(DATA PROVIDED begins)

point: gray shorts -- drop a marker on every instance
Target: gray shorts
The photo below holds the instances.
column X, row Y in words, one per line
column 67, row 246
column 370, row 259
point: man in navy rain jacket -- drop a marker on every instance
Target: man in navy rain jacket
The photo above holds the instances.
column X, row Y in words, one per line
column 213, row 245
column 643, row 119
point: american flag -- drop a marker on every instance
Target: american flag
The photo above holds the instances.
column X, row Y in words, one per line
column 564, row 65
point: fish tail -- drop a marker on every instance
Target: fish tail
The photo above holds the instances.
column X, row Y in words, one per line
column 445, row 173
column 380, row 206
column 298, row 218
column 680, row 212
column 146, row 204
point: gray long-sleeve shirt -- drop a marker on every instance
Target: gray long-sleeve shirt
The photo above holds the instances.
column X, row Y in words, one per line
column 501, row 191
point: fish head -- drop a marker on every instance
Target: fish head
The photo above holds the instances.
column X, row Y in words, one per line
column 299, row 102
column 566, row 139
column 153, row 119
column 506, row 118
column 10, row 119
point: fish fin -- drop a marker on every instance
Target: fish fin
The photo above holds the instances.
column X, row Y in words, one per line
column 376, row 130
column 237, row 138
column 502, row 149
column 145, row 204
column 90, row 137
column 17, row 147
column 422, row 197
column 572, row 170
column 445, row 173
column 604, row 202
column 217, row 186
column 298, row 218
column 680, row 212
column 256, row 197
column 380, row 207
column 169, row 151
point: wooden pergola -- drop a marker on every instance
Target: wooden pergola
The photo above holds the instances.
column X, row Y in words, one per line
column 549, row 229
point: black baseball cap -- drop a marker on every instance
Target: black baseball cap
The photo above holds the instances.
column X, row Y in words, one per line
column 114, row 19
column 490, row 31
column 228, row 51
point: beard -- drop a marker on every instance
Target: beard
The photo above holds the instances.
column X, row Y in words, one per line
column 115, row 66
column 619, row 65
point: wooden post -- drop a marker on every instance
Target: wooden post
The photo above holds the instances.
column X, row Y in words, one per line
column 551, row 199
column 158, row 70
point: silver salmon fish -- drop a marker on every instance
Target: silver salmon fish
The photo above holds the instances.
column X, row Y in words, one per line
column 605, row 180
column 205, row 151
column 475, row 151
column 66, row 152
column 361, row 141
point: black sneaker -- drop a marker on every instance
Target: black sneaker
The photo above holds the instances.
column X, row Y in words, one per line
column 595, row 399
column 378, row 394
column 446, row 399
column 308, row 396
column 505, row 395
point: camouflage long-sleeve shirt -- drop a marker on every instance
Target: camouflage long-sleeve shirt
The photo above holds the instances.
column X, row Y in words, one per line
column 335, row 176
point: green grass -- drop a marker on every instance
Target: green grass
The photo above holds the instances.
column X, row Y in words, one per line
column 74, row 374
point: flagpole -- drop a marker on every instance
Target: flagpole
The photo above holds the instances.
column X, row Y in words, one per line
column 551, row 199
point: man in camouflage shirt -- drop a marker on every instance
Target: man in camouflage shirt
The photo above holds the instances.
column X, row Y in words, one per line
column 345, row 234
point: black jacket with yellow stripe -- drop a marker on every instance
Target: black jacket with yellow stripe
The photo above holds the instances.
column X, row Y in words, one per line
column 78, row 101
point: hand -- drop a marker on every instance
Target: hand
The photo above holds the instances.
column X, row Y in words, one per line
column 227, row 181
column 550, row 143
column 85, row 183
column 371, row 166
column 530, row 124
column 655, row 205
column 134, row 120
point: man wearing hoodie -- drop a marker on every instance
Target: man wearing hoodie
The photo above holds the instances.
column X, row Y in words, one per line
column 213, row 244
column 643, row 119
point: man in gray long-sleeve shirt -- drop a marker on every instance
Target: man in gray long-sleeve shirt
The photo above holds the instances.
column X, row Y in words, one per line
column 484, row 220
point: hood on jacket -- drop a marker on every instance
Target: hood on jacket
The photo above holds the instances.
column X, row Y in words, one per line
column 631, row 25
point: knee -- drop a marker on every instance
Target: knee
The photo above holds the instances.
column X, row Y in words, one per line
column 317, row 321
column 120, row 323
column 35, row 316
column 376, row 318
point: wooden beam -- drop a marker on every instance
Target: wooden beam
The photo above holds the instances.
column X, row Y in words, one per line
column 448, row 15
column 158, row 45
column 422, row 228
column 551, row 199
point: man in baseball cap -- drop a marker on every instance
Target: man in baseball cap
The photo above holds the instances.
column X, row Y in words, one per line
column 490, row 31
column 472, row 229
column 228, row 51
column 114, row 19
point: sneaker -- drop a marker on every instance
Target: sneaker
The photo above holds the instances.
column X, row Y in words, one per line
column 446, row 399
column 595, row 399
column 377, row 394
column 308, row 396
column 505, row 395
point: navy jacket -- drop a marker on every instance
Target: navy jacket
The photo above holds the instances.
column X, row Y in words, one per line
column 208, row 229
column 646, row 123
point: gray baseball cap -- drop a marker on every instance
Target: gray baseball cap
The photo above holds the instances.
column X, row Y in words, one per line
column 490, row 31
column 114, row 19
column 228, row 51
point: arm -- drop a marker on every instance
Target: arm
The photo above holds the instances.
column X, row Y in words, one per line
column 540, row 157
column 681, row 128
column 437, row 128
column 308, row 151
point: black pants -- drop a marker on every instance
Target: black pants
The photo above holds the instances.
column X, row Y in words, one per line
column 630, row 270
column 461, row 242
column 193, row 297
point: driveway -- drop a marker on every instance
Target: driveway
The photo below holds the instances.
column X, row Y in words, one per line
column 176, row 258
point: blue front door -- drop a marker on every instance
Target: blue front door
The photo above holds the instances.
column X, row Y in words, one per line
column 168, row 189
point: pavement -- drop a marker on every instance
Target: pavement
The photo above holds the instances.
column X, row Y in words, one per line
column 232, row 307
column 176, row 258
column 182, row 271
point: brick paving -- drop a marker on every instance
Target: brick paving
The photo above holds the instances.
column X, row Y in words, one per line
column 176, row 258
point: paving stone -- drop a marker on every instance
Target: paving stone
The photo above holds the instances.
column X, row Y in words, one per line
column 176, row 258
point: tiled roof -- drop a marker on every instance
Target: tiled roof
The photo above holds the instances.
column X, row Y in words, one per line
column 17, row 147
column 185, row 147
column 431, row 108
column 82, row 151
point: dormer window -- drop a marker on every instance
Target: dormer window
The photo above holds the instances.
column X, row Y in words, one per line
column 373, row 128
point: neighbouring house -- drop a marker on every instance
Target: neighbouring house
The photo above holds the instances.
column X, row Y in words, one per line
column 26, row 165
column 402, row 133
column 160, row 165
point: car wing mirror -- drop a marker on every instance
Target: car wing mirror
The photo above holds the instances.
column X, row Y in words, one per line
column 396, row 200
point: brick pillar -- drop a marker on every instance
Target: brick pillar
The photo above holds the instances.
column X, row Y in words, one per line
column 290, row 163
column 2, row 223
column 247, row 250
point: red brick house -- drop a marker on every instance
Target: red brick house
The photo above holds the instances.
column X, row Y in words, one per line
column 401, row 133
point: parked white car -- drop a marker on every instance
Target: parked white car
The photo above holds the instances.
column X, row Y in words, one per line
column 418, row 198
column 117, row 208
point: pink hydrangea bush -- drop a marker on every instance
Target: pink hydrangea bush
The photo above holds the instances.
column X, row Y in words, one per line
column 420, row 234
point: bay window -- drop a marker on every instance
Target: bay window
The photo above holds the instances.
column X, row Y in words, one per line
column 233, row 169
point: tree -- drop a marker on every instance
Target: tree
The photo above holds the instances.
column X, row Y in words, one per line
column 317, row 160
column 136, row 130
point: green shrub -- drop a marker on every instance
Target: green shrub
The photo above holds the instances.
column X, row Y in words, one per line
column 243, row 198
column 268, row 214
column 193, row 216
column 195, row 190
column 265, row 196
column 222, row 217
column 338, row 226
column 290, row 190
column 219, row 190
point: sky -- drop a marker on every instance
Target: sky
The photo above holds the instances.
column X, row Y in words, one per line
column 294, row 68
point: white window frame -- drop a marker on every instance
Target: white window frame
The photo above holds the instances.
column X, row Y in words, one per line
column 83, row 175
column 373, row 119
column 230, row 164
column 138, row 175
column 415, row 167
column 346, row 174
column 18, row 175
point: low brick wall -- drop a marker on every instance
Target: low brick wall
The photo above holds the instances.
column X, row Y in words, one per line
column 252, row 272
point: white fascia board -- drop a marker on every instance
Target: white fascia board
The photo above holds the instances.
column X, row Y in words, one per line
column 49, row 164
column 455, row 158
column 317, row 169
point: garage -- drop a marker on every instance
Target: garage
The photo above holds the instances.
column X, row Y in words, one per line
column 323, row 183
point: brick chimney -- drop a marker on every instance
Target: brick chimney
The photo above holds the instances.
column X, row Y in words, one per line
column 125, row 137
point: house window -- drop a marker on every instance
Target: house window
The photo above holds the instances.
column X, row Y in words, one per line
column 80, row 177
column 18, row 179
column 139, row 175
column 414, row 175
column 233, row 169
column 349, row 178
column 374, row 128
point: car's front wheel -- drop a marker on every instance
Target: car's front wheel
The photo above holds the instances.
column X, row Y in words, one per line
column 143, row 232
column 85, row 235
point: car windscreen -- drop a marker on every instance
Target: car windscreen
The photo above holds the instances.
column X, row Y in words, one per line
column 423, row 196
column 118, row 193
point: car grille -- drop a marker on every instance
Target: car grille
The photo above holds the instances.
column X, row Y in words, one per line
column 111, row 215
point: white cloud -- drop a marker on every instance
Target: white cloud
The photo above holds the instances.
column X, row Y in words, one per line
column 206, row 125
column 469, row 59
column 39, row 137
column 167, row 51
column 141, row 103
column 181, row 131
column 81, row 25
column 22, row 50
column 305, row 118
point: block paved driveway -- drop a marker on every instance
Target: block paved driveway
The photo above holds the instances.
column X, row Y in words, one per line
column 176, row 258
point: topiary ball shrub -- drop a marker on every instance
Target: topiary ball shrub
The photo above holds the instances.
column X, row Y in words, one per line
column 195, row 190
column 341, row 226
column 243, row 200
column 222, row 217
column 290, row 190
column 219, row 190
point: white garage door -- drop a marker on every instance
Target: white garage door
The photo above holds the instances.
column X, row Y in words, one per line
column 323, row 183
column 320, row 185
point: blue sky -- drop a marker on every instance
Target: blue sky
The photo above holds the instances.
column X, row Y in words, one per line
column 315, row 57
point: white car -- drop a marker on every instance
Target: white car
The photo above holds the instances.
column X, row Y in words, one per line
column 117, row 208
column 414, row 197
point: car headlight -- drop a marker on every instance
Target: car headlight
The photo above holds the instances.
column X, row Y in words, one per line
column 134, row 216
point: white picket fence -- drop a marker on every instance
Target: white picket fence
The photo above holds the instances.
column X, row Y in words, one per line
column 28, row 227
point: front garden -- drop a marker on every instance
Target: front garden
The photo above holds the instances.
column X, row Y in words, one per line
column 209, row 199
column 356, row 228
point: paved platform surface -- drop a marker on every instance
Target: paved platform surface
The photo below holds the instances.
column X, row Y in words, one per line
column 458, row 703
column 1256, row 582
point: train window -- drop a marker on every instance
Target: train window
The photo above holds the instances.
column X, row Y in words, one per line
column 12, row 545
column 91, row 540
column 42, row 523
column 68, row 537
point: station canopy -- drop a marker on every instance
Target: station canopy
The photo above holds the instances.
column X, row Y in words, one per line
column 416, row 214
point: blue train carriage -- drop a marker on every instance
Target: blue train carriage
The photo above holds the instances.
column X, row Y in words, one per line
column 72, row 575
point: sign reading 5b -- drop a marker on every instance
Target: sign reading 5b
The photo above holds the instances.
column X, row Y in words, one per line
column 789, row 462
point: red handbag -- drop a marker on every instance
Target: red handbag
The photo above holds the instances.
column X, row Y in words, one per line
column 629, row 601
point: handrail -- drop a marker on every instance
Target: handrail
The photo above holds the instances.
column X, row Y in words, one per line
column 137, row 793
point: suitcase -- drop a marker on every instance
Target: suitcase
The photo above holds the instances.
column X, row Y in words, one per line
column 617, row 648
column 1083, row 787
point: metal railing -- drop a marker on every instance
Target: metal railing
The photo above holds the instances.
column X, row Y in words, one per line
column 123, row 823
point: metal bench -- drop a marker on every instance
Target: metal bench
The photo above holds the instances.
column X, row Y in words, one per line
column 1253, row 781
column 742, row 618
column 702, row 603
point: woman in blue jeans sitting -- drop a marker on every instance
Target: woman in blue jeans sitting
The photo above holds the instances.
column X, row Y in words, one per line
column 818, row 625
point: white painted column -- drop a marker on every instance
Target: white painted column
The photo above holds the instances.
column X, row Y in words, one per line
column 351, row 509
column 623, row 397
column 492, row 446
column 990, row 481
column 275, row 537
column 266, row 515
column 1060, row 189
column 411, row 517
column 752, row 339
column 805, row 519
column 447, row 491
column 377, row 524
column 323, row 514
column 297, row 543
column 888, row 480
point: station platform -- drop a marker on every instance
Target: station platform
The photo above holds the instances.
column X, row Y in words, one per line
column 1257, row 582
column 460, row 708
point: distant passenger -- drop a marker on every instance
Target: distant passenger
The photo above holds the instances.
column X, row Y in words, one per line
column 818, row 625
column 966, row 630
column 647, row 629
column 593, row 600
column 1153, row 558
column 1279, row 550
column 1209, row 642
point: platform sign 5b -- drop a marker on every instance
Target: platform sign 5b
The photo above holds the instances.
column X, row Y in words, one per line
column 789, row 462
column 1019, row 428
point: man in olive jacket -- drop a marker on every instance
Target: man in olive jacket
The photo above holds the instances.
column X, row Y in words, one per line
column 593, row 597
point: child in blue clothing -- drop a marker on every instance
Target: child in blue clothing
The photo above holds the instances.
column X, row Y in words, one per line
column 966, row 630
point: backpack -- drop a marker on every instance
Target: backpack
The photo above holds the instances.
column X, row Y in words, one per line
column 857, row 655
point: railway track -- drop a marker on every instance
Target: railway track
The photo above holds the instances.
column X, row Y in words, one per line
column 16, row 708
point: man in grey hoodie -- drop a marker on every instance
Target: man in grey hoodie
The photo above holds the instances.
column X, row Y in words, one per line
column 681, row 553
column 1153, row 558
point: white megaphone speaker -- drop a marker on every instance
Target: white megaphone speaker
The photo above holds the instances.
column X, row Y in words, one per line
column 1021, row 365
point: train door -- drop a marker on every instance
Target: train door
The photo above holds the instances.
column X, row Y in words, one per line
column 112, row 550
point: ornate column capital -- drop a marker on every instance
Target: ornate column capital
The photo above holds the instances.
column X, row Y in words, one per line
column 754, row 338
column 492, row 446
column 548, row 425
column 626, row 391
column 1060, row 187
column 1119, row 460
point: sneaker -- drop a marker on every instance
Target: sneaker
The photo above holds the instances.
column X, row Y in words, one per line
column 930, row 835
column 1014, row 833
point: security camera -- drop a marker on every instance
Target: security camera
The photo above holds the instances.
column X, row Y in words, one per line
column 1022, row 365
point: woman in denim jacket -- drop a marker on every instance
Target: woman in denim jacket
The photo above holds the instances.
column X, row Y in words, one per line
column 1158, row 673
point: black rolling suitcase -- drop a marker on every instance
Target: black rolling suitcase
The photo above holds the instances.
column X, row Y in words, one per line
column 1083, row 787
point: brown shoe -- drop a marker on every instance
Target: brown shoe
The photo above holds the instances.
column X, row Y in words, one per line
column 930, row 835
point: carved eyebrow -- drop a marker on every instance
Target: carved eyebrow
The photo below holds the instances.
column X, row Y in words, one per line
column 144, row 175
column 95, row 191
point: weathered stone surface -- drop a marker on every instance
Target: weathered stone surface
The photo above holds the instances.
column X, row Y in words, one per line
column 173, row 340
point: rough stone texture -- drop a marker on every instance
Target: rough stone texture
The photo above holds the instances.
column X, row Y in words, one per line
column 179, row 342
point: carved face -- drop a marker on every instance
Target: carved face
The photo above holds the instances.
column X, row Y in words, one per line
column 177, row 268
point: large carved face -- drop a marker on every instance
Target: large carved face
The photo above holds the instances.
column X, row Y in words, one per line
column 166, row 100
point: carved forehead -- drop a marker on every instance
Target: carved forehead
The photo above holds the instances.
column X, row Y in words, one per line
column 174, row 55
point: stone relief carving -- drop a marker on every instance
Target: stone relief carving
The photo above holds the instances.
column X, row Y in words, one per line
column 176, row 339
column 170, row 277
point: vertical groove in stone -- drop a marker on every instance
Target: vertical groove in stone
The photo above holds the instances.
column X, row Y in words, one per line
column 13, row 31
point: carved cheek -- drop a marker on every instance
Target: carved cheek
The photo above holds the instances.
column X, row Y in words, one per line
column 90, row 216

(DATA PROVIDED ends)

WORK TASK> Wherever the word "ornate" appears in the entries above, copy that line.

THE ANSWER>
point: ornate column capital -- drop a marker on every instance
Target: ornate column capital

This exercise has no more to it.